** Data to use **
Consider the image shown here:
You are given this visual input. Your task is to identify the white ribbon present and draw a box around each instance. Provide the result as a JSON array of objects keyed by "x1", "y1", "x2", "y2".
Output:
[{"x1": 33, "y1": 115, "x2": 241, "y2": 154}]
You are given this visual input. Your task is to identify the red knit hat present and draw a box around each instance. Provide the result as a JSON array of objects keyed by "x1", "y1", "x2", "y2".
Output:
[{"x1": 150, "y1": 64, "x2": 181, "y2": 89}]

** Work to complete **
Reproduce the listing above verbatim, keeping every line and character unchanged.

** Exercise output **
Consider the image shown here:
You are given this visual input. Your task is to identify the white ribbon present and draw a box around each instance. Provide the result as a JSON array of objects keyed by "x1", "y1", "x2", "y2".
Output:
[{"x1": 33, "y1": 115, "x2": 241, "y2": 154}]
You are given this visual input. Your task is to identify the red knit hat present and draw a box around each instance. Provide the result as a JSON array of objects keyed by "x1", "y1", "x2", "y2".
Output:
[{"x1": 150, "y1": 64, "x2": 181, "y2": 89}]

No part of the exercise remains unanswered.